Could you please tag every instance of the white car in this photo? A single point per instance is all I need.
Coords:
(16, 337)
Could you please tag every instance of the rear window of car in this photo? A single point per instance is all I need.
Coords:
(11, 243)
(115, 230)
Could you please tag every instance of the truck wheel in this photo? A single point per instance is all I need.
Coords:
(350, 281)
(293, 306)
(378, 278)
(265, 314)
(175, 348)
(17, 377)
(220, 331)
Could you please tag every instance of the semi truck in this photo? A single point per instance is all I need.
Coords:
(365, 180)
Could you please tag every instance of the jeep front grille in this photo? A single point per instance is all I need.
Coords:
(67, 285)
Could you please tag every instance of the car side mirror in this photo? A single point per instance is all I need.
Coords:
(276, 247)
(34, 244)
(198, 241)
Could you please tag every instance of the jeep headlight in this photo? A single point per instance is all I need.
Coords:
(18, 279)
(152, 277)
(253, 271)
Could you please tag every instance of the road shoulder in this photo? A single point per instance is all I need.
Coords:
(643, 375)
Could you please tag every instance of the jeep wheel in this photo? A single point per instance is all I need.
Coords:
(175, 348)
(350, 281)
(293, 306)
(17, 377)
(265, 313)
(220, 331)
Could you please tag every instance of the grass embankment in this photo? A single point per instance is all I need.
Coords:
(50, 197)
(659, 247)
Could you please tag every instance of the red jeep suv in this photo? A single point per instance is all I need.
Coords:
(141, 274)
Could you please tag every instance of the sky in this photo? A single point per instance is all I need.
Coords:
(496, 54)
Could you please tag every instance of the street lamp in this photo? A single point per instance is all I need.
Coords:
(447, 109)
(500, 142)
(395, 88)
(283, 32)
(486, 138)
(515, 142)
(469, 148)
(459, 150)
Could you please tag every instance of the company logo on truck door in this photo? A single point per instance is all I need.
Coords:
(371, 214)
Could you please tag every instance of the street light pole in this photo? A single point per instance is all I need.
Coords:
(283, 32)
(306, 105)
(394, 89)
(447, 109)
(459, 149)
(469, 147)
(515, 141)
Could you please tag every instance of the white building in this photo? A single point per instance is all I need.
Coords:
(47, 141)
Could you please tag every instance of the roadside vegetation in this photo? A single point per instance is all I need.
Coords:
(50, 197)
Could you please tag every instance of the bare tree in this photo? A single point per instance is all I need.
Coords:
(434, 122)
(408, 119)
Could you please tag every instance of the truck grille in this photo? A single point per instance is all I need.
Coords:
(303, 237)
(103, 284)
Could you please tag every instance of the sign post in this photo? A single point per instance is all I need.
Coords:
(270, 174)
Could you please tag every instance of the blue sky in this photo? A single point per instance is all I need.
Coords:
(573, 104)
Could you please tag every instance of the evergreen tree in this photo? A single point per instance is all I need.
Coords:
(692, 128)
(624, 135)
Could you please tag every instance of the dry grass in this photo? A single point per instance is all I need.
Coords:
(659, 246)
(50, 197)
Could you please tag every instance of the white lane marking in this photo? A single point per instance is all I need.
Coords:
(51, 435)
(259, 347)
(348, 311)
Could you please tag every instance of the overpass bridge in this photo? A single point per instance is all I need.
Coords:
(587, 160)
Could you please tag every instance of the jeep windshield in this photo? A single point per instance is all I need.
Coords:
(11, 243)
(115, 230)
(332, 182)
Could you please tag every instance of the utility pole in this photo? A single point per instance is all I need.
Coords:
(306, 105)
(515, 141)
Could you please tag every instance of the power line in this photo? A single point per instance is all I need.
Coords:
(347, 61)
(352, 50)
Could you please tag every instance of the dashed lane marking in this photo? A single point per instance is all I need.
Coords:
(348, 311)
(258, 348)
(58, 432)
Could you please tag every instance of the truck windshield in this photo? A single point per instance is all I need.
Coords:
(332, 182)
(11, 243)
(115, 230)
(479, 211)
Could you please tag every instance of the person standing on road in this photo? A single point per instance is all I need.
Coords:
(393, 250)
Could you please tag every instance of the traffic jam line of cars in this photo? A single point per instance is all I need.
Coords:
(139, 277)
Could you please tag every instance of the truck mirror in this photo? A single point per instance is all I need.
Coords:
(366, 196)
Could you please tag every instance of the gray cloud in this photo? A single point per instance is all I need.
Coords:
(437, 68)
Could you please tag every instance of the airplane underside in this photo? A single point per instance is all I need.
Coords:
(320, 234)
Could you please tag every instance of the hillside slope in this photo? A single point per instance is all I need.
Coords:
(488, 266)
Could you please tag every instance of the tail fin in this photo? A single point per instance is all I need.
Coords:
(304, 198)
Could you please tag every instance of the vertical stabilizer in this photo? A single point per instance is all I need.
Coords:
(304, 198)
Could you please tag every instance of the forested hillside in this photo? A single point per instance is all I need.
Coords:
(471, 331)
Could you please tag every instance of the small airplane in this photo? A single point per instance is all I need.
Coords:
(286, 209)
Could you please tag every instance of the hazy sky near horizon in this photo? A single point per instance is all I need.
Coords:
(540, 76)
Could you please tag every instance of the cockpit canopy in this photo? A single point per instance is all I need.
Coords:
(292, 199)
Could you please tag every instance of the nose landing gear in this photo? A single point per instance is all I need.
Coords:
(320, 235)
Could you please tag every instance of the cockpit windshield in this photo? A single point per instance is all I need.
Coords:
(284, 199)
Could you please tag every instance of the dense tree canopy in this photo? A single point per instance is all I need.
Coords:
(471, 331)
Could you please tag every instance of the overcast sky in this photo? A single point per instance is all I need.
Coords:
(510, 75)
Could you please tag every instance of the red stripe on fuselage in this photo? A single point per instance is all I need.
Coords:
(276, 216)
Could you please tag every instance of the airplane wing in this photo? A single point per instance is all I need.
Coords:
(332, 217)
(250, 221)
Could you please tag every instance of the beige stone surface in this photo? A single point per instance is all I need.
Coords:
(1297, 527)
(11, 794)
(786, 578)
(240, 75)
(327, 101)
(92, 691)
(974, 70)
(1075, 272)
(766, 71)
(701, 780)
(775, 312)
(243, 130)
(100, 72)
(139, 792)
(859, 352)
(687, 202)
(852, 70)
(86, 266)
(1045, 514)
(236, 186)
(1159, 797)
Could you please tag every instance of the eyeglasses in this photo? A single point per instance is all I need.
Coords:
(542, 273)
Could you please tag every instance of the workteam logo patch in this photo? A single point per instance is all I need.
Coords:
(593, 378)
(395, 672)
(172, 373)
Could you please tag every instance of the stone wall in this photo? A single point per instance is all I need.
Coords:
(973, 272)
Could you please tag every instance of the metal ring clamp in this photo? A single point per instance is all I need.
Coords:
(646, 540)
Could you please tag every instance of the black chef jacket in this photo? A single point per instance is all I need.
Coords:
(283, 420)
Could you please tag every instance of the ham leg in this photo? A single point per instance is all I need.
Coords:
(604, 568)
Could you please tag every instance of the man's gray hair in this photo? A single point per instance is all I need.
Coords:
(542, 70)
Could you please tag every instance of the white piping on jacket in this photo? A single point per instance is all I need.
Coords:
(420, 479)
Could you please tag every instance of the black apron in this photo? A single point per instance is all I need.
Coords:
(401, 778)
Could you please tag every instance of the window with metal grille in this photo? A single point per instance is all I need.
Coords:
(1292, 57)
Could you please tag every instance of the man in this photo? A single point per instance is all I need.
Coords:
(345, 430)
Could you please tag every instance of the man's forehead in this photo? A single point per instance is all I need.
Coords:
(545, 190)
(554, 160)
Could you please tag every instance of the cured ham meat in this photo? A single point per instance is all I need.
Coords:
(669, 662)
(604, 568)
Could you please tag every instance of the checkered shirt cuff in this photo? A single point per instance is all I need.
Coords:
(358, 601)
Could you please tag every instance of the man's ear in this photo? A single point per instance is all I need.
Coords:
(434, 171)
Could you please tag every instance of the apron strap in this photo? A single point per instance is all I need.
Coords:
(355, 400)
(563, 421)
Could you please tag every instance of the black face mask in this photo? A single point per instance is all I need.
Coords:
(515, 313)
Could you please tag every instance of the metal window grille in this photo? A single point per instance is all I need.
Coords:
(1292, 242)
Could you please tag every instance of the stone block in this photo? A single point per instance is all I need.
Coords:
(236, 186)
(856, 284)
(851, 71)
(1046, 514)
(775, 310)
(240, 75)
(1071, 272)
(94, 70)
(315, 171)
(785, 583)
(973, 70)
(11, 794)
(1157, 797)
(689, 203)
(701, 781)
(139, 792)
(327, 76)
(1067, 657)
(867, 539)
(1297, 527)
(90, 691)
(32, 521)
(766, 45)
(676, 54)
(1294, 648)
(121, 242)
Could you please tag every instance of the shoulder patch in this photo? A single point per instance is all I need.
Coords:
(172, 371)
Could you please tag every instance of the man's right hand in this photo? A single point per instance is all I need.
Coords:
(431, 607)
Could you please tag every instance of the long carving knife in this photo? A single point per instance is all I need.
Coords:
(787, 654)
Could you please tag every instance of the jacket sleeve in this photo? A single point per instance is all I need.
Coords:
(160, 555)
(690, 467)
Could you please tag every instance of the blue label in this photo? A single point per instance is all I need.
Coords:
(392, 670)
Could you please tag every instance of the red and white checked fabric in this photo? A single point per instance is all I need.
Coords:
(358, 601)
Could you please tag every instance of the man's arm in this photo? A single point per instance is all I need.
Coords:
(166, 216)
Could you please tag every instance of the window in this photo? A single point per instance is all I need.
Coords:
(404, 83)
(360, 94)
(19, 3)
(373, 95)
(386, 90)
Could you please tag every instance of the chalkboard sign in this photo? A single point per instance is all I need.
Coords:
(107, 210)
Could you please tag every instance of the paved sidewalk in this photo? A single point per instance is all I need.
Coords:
══════════════════════════════
**What the exercise asks**:
Starting at the line that has "Could you please tag every instance of the rear" in the records above, restate word for word every line until the one that has "Could you please tag every instance of the car", and include that one as well.

**Answer box**:
Could you please tag every instance of the rear window of car in this photo? A single point per instance is all I need.
Coords:
(11, 243)
(115, 230)
Could you please tag every instance of the truck wheel in this photo? A single point per instance is all I need.
Coords:
(350, 281)
(293, 306)
(378, 278)
(265, 314)
(175, 348)
(17, 377)
(220, 331)
Could you please tag every instance of the semi truck in this photo? A single point per instance is all I need.
Coords:
(365, 180)
Could you please tag every instance of the jeep front grille in this photo? A single point per instance is all I need.
Coords:
(67, 285)
Could you please tag every instance of the car side mirror in this photo? A single point per instance is all I need.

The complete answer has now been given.